------ EXTRACT TO READ ------
Monday, December 29, 2008

Fish Bite

I'm an admirer of Professor Stanley Fish's, and have to post this. It speaks to the way huge corporations now dominate our lives with the bullshit they mete out and get away with on the basis of their power. As a consumer, it's the near-end result of being dominated by the biggest bullies in business history.

At the end of his piece there's a comments section, and I threw up my lot, typos and all, about the bad decision "we've" made in letting corporate America conglomerate down to this unprecedented power. In the above paragraph above (That's a joke for you, Professor Fish), I said, "As a consumer, it's the near-end result of being dominated by the biggest bullies in business history." I said "near-end" for a reason; because what we're currently witnessing in the financial sector is, in one sense, the endgame of huge financial corporations -- benignly called "institutions" by some -- running amok. They, their lobbyists, their armies of lawyers they deploy, and the politicians who are in their back pockets don't care about you, me, us at all, as George Carlin said. That means it's gonna get a lot worse and a lot uglier, for instance, as those "Alt-A" and "option ARM" mortgage loans, approved by the ratings companies, reset.
------ ENTRIES ------
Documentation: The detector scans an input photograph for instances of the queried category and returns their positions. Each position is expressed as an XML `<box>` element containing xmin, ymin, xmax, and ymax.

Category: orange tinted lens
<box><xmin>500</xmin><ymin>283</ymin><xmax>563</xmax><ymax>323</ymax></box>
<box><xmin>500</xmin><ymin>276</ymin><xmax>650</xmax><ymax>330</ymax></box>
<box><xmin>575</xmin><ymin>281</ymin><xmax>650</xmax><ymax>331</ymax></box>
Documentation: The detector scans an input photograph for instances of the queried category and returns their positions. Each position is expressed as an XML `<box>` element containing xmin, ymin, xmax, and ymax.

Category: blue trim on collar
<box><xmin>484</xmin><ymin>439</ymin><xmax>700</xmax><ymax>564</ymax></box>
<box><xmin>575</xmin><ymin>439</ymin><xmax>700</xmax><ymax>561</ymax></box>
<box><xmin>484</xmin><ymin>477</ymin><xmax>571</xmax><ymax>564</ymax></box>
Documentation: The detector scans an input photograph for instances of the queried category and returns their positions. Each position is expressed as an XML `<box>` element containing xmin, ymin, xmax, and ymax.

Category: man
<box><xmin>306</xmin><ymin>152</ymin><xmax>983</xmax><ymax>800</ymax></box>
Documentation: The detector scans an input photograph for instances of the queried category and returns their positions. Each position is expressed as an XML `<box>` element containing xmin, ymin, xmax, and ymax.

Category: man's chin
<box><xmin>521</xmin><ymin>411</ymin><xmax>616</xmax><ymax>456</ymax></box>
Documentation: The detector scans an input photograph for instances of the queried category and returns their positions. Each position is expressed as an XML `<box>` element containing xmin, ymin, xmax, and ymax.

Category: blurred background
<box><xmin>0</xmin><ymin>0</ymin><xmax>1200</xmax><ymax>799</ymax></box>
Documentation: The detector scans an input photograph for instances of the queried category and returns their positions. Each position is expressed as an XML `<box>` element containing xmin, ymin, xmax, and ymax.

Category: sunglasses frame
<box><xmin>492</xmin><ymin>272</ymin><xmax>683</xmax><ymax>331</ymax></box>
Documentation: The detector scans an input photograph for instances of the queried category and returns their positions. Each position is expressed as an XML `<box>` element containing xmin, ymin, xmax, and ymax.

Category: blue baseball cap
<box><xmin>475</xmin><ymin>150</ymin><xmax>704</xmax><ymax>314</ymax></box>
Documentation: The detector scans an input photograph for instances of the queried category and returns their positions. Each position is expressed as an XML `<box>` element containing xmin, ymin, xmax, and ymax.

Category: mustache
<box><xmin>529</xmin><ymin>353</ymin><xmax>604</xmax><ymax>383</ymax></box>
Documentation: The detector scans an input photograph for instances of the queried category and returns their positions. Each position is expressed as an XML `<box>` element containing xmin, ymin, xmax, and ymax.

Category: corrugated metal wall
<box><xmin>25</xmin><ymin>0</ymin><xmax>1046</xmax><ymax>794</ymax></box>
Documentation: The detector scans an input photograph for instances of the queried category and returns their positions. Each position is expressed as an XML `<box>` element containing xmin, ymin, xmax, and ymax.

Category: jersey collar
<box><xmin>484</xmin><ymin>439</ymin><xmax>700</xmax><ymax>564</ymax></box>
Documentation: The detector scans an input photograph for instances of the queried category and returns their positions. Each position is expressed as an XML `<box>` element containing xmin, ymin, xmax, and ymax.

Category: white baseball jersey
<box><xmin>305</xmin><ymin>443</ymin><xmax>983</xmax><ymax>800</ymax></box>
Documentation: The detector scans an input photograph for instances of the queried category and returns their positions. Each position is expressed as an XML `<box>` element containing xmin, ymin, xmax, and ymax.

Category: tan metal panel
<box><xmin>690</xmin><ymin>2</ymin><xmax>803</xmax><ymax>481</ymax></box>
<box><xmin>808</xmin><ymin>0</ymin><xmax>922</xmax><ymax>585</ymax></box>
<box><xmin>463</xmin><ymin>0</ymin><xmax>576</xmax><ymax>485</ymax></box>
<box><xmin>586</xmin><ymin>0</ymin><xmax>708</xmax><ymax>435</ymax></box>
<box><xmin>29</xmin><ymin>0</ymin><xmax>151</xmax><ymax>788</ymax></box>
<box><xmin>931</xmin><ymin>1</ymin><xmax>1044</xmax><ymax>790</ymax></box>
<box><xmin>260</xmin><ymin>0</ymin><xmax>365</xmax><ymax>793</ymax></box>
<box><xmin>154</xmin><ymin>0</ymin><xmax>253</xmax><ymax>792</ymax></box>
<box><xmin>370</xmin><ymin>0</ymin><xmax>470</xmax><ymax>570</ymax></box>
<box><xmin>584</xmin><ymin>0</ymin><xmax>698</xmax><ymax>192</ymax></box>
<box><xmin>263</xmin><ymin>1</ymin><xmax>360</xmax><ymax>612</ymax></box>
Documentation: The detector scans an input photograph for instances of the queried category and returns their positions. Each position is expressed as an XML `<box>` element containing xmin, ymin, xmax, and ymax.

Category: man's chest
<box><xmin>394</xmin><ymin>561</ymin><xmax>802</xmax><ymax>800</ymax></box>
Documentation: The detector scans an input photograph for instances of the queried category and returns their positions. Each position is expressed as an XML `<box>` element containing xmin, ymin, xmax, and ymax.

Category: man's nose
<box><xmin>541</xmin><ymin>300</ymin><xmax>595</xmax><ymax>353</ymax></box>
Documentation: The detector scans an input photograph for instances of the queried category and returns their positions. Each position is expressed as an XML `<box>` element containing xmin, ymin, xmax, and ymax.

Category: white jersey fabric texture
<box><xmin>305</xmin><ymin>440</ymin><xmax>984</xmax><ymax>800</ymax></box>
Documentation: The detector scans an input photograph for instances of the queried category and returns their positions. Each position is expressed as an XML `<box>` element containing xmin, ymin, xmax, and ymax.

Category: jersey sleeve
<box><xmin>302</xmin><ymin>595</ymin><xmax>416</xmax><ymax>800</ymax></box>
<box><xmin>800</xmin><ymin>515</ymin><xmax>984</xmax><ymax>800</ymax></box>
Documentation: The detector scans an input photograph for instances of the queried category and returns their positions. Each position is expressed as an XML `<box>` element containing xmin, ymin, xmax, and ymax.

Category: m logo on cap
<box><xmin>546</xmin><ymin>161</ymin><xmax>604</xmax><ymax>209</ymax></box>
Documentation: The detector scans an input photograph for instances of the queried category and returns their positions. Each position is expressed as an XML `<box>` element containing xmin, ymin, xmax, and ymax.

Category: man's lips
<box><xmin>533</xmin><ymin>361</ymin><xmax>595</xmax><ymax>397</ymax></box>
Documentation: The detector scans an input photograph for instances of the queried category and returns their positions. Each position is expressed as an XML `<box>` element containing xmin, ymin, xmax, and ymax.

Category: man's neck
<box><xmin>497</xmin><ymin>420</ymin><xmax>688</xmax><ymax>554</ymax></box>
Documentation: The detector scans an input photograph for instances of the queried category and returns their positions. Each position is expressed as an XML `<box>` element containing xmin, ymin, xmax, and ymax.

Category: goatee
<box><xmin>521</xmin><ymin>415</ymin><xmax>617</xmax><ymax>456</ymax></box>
------
-- PROBLEM TO WORK ON --
Carry on the blog post about corporate power and the Stanley Fish column, starting right after its last sentence.

-- RESULT OF THE EXERCISE --
And I hope you understand that although I think this is the endgame, it means for this phase. What the hell comes next is either one of or a combo of three things, as I see it:

1. A "cooling down period," where auto CEOs will drive hybrids and go on photo ops, then a return to "business as usual" when they feel like it.
2. More conglomeration.
3. A makeover, but not an overhaul. This means that cosmetics will be applied but the basic fundamentals of big capital, distinct and differentiated here from capitalism, will still be there.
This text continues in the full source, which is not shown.